Gezeigter Textauszug:
---+---

Sie können sich genauso gut vorstellen, dass die Mobilitätsbedürfnisse einer 16-jährigen Schülerin auf dem platten Land – Herr Weiner, in Pirmasens oder sons two –, einer 30-jährigen Mutter, die versucht, Familienarbeit und eine Teilzeitbeschäftigung unter einen Hut zu bringen, oder eines 75-jährigen Rentners, dem das Autofahren wegen Sehschwierigkeiten untersagt wurde, nicht mit den Forderungen der Herren von der IHK oder der HWK im Land, der großen Zahl der Herren Landräte oder der Bauingenieure, die gern große beeindruckende Brückenbauwerke im Verlauf mehrspuriger Autobahnen oder Bundesstraßen planen und realisieren, identisch sind.

Auch ein Mensch, ob weiblich oder männlich, im Rollstuhl oder mit einer Gehhilfe – es war auch schon die

Rede von dem Krückstock, an dem die Landesregierung geht – ist weit mehr an abgesenkten Bordsteinkanten und dem barrierefreien Zugang zu den Anlagen des ÖPNV als an einer weiteren Verdichtung des rheinlandpfälzischen Straßennetzes interessiert, egal ob in Form von Bundes-, Landes-, oder Kreisstraßen. Herr Bauckhage hat in einer schönen bunten Broschüre seines Hauses gesagt: Wir haben ein wunderbares Straßennetz. Es ist ganz dicht und wunderbar ausgebaut. – Ich frage mich, warum Sie überhaupt noch Neubau betreiben lassen wollen. Lassen Sie es doch sein! Sie haben doch alles.

---+---

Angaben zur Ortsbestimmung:
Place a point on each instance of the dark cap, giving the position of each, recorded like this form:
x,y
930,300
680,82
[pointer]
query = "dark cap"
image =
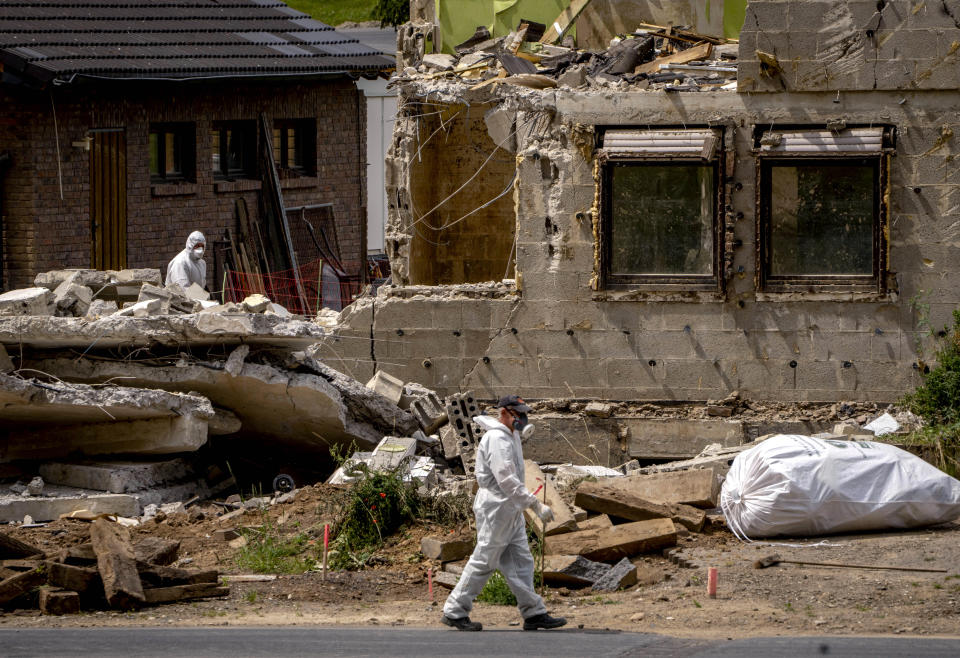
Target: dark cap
x,y
514,402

---+---

Aufgaben und Übungen:
**a.** Entscheiden Sie, ob die folgenden Aussagen mit dem Textauszug übereinstimmen, und belegen Sie jede Antwort mit einem wörtlichen Zitat: (i) Dem 75-jährigen Rentner wurde das Autofahren wegen Sehschwierigkeiten untersagt. (ii) Herr Bauckhage bezeichnet das Straßennetz in einer Broschüre als lückenhaft. (iii) Die 30-jährige Mutter versucht, Familienarbeit mit einer Vollzeitbeschäftigung zu verbinden.
**b.** Entnehmen Sie dem Textauszug wortgetreu den Abschnitt von „Sie können sich“ bis einschließlich „realisieren, identisch sind.“.

Lösungen der Aufgaben:
**a.**
(i) Ja: „dem das Autofahren wegen Sehschwierigkeiten untersagt wurde“
(ii) Nein: „Wir haben ein wunderbares Straßennetz. Es ist ganz dicht und wunderbar ausgebaut.“
(iii) Nein: „Familienarbeit und eine Teilzeitbeschäftigung unter einen Hut zu bringen“

**b.**
Sie können sich genauso gut vorstellen, dass die Mobilitätsbedürfnisse einer 16-jährigen Schülerin auf dem platten Land – Herr Weiner, in Pirmasens oder sons two –, einer 30-jährigen Mutter, die versucht, Familienarbeit und eine Teilzeitbeschäftigung unter einen Hut zu bringen, oder eines 75-jährigen Rentners, dem das Autofahren wegen Sehschwierigkeiten untersagt wurde, nicht mit den Forderungen der Herren von der IHK oder der HWK im Land, der großen Zahl der Herren Landräte oder der Bauingenieure, die gern große beeindruckende Brückenbauwerke im Verlauf mehrspuriger Autobahnen oder Bundesstraßen planen und realisieren, identisch sind.